* _Work required_: Among the lines of the listing below, count those with the string "then". Give the number and no commentary.

* _Supplied records_:

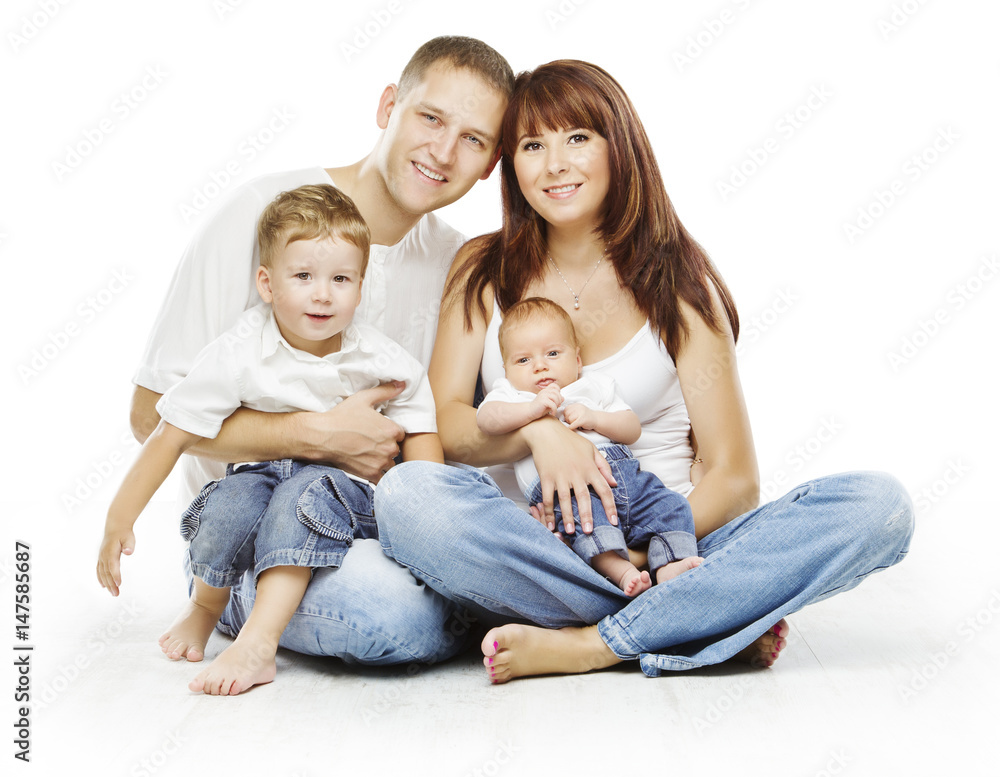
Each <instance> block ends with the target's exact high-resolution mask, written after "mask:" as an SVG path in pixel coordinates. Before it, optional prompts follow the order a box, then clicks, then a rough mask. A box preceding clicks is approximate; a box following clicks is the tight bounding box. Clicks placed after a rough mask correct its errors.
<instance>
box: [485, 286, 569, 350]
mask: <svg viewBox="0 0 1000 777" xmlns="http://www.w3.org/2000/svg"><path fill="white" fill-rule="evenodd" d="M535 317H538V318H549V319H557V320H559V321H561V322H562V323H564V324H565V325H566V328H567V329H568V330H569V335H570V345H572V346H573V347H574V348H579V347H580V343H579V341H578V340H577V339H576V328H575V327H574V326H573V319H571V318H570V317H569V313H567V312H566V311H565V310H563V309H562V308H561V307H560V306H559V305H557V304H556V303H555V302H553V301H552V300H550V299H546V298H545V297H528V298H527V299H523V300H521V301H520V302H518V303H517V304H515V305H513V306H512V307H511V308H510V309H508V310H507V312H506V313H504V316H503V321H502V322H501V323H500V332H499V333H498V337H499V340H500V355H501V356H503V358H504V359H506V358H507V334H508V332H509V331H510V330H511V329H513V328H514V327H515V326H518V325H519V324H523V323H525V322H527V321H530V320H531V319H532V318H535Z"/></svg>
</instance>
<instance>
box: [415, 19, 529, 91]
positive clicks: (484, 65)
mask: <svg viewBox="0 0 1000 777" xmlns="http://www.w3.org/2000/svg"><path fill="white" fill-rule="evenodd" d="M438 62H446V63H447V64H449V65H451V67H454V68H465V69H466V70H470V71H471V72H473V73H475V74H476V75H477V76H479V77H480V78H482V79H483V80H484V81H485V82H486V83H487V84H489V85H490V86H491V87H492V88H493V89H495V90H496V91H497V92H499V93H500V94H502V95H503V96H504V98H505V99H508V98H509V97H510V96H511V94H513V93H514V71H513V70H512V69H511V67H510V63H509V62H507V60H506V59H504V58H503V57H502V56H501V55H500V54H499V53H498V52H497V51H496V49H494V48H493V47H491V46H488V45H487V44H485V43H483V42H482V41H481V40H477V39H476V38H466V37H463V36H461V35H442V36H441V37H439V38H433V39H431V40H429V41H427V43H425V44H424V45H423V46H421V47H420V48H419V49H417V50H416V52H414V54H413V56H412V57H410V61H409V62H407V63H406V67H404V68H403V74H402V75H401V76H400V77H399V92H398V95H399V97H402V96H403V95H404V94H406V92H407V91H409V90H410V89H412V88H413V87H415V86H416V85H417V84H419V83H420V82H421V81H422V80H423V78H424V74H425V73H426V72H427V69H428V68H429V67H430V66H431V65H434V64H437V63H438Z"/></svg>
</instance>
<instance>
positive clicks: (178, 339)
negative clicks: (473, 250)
...
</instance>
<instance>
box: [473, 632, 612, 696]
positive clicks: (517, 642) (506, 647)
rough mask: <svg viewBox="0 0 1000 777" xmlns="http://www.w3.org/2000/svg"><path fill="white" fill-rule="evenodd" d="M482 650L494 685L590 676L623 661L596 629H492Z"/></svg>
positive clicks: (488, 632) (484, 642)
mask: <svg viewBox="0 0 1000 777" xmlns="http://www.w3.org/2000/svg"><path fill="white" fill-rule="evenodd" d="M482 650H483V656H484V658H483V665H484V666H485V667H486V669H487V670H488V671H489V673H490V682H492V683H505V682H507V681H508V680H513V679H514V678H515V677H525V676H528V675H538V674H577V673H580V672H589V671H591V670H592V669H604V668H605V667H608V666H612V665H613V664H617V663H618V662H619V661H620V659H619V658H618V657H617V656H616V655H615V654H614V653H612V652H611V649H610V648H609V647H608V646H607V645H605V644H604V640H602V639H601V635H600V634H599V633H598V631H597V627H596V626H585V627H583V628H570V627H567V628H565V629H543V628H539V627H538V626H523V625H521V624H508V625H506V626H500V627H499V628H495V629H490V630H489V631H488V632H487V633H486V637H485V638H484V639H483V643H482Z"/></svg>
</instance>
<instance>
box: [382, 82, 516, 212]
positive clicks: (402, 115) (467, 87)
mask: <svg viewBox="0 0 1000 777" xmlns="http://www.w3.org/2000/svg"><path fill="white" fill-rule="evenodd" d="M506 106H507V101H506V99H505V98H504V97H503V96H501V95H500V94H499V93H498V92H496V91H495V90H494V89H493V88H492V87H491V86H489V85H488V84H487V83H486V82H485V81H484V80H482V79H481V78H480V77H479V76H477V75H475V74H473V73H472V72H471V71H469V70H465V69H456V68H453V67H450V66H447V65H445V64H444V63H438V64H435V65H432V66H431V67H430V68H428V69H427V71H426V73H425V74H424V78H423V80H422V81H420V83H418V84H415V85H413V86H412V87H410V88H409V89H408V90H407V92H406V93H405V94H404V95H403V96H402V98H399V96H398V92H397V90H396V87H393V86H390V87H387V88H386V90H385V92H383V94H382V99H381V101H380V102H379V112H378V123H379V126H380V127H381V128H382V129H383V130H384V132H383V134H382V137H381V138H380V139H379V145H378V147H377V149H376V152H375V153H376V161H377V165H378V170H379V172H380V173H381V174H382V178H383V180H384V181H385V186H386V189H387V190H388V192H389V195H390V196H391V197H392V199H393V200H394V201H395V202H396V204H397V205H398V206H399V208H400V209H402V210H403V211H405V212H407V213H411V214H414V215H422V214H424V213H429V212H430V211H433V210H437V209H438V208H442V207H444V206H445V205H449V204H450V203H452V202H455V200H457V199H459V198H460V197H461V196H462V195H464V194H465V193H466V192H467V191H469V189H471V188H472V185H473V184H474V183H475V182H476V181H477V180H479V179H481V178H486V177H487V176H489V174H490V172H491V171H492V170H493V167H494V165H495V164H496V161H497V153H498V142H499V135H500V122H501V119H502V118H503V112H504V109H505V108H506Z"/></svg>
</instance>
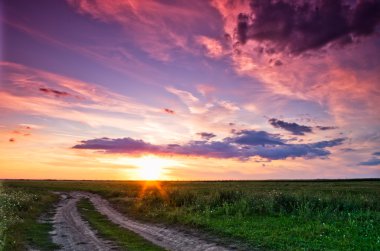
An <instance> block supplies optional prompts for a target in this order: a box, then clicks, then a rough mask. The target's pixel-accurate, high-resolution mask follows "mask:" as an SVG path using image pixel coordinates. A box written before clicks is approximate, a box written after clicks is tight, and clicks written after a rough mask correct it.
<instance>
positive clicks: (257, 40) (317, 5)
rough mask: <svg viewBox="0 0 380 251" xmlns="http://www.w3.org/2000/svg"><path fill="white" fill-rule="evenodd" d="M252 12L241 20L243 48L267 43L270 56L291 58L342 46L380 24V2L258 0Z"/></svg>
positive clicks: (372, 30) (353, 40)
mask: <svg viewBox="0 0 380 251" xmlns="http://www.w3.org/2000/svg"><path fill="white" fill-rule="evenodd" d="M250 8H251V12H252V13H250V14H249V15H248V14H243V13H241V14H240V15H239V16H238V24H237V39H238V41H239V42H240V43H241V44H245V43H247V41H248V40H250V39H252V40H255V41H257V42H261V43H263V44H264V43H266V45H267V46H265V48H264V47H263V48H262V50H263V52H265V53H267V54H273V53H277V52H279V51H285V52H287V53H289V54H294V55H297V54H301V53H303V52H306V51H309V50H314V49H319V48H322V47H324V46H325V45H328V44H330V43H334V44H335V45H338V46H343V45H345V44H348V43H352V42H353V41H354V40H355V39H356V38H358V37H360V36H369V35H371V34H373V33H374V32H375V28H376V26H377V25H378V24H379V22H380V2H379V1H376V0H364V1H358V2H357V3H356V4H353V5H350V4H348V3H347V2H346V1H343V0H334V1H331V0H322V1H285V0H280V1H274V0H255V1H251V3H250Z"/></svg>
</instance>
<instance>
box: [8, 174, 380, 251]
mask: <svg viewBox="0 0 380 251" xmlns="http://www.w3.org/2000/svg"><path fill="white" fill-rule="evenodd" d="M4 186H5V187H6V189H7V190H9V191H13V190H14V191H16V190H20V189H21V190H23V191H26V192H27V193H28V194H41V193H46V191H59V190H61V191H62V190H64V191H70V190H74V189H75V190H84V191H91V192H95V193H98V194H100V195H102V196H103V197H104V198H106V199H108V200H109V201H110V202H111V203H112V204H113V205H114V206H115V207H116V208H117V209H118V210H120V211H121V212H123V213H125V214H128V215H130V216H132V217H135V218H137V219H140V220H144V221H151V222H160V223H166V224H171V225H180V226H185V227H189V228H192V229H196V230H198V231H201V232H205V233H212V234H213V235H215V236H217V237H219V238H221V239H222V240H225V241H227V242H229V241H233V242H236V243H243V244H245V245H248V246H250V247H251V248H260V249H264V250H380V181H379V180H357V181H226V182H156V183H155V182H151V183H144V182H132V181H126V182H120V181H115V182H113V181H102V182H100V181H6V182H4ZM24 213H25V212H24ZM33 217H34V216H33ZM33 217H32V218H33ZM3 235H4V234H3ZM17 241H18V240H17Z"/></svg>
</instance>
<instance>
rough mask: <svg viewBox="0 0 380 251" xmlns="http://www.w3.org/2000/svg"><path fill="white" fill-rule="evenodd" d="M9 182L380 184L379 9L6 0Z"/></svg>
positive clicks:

* _Answer to the problem_: 2